**Object outline annotations:**
····················

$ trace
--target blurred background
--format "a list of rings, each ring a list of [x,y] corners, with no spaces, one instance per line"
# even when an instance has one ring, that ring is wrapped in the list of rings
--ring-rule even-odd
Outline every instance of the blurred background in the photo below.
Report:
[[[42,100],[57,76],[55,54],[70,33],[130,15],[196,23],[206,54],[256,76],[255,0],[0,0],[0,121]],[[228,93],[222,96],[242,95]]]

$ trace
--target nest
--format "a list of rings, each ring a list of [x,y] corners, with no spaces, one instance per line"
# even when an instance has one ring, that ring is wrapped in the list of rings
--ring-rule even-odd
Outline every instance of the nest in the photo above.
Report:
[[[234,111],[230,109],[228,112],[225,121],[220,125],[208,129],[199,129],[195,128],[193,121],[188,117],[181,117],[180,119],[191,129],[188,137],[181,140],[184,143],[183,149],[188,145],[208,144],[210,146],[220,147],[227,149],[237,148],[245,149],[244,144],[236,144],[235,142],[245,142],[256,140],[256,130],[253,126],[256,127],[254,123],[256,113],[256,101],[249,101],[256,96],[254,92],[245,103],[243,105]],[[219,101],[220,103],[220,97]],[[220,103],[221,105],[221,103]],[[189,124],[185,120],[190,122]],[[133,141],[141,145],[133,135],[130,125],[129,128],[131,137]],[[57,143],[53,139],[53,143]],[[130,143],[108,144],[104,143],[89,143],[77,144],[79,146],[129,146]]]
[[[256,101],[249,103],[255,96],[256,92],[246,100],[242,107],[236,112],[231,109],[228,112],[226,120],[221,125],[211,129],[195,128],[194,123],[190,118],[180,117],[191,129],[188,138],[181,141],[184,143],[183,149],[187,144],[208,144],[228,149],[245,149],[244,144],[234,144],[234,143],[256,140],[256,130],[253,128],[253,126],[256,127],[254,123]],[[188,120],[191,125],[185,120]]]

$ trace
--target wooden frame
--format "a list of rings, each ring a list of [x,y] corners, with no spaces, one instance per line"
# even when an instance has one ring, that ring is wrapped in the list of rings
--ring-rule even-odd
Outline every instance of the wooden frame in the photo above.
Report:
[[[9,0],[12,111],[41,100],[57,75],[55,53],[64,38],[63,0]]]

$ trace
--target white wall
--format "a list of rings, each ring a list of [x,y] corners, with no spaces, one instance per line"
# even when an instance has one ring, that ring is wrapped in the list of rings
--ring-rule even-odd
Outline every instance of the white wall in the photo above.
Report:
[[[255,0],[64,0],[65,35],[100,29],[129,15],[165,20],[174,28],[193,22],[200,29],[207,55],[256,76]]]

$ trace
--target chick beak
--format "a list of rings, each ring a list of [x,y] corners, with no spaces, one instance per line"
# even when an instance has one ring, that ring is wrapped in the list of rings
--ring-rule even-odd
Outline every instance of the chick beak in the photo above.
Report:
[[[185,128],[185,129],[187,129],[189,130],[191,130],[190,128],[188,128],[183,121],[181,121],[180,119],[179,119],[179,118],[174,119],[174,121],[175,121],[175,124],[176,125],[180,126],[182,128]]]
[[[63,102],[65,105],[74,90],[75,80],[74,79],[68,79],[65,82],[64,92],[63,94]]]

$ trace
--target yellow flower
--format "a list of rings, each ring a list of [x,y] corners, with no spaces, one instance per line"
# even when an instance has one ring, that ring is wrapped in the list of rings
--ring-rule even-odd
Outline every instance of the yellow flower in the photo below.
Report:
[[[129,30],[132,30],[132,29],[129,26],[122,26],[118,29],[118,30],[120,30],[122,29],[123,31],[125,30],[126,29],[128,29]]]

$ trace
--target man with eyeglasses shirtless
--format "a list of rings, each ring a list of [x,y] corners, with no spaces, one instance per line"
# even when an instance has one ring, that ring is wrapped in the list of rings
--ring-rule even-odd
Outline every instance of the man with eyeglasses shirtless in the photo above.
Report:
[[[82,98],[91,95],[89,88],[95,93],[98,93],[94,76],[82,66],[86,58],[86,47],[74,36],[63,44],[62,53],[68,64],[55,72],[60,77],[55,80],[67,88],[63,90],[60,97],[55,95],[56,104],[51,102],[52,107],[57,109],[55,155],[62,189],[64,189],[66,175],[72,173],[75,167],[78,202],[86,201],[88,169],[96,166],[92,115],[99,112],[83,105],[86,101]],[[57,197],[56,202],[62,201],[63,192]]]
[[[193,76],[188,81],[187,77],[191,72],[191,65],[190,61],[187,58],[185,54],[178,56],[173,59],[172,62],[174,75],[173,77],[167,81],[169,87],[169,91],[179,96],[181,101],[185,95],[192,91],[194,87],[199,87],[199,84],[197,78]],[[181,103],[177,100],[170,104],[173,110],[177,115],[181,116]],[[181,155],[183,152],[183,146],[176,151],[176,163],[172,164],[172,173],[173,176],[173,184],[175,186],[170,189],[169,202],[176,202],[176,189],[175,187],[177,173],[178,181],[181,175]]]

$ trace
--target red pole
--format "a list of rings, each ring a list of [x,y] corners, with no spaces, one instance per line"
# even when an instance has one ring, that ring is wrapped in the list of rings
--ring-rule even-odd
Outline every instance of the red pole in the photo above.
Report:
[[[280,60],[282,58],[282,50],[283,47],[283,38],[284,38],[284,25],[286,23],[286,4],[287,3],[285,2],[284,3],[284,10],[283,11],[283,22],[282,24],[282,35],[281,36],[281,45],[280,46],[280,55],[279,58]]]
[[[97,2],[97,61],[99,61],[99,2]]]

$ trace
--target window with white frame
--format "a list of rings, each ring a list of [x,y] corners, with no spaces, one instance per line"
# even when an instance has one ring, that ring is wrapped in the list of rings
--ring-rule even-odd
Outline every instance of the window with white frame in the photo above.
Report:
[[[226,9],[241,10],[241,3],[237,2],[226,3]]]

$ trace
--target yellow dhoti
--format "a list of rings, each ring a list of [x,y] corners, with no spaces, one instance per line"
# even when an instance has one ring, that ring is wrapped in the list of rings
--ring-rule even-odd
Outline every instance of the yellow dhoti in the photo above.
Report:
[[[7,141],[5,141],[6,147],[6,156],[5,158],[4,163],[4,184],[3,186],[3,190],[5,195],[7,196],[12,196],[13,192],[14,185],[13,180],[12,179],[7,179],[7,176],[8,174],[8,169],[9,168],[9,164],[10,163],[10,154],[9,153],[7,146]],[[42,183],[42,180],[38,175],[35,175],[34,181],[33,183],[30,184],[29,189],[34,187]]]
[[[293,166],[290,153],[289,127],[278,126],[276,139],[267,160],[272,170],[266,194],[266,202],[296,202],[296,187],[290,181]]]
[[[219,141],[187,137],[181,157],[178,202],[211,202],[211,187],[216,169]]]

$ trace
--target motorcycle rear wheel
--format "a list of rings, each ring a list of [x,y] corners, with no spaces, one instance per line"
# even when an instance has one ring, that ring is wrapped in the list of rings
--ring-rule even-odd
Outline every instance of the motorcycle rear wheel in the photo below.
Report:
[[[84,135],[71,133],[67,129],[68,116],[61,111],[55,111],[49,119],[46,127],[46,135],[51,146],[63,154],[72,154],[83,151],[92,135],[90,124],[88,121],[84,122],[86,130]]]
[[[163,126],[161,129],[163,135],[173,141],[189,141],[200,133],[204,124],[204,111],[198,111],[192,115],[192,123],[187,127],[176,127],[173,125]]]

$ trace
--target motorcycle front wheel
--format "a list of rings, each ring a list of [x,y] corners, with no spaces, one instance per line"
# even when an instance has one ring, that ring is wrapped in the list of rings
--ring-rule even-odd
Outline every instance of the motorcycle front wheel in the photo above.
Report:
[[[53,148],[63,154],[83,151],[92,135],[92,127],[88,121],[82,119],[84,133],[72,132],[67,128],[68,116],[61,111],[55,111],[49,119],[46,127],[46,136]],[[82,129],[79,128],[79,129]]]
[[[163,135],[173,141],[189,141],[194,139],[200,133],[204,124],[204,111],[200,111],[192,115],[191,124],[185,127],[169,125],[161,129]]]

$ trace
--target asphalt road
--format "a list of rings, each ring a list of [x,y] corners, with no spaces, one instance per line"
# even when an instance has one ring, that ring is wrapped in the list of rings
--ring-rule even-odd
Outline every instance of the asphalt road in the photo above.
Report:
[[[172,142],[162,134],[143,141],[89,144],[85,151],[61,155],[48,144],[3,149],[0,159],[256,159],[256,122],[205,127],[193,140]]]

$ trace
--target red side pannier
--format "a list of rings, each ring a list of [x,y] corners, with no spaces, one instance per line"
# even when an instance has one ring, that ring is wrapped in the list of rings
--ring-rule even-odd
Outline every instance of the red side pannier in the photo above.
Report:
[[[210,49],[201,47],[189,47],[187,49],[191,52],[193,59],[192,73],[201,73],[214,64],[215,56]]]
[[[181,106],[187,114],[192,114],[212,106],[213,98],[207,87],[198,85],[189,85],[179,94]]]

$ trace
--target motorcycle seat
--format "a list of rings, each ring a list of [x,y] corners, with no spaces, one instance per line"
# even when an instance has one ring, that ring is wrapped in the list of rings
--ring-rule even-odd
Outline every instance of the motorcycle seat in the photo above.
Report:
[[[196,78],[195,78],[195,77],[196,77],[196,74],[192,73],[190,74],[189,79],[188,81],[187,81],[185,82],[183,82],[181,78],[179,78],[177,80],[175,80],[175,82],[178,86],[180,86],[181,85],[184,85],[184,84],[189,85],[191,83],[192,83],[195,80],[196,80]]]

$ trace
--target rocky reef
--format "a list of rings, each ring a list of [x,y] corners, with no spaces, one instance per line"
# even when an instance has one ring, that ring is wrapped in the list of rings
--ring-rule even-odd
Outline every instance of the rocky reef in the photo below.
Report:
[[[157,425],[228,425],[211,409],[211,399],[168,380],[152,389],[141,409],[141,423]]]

····················

**Exercise description:**
Show every line of the entries above that contains the string "reef". Case counts.

**Response for this exercise:**
--target rocky reef
Outline every instance of the rocky reef in the photo below.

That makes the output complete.